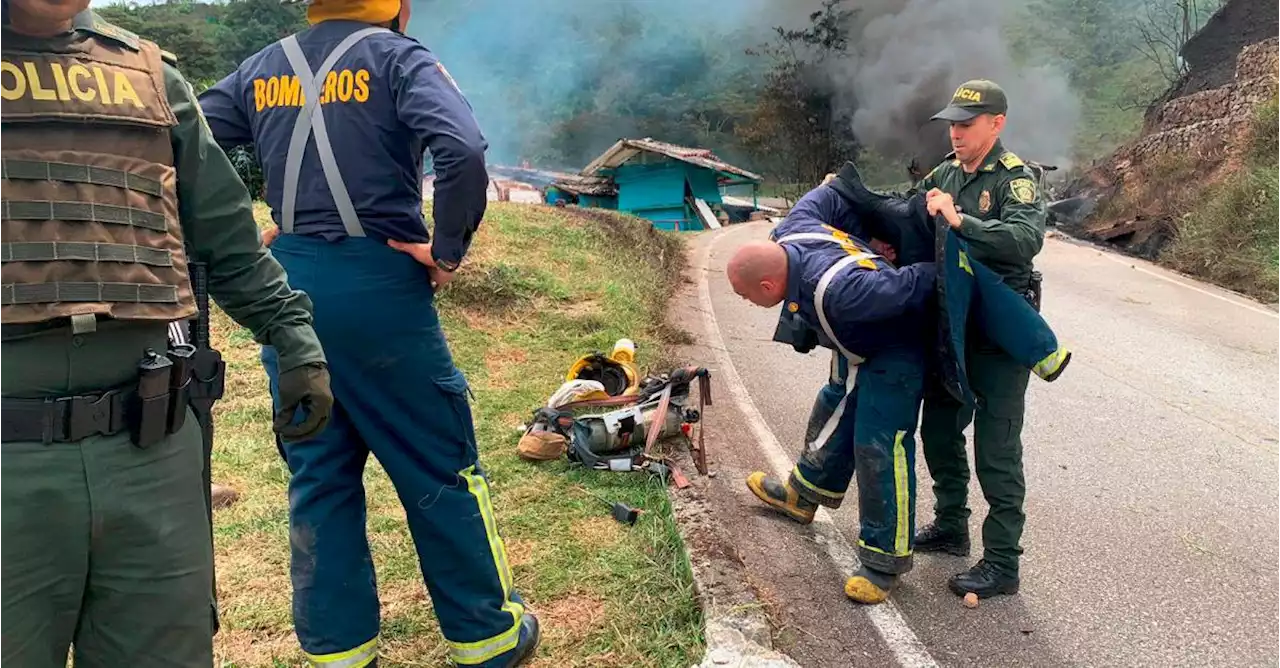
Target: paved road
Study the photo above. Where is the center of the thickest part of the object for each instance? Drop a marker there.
(1152, 472)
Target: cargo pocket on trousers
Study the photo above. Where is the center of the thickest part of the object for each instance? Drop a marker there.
(461, 428)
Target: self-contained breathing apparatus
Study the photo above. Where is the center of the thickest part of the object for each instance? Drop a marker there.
(640, 411)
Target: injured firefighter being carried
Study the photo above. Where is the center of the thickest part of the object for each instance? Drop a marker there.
(831, 264)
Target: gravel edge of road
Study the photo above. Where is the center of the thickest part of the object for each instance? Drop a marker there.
(737, 631)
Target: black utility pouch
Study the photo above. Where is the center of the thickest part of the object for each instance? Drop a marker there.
(149, 417)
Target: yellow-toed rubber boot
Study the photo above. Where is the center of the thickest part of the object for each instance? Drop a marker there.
(871, 586)
(781, 497)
§
What the exercise asks: Convert every entry above into a two-column CSV with the columns instruction and coordinates, one row per entry. Put each entry's text and its answer in one quoted field apiece, replace line breaks with spaces, and leave out the pictures.

Response below:
instruction,coordinates
"Target: paved road Study the photo above. Where is the center of the thickest part of the object for each instance? Drop a marker there.","(1152, 472)"
"Target: cargo pocket on trousers Study the photo above. Where is the center of the thickest part of the object for each instance? Drop a marker there.","(461, 428)"
"Target: self-contained breathing apparatus Study the photo above. Where is the center of the thickest part of the object for each instance? Drop a marker there.","(640, 411)"
"Target: injured firefighter being carried Study the photo above. Where is the center of the thickest part of the object for each instance? Drop a marker there.","(831, 264)"
"Target: gravel edge of road Study the photo above. Where is the center of the thickest part of the object for each instance? Drop a marker there.","(737, 631)"
"Target: black utility pouch Study the photo above. Where is the center of the thickest part of the object for each instance? Drop a marker there.","(149, 417)"
"Target: yellow-toed rubber boot Study the photo above. Where is the center of the thickest part of the object for each instance? Drop a marker there.","(871, 586) (781, 497)"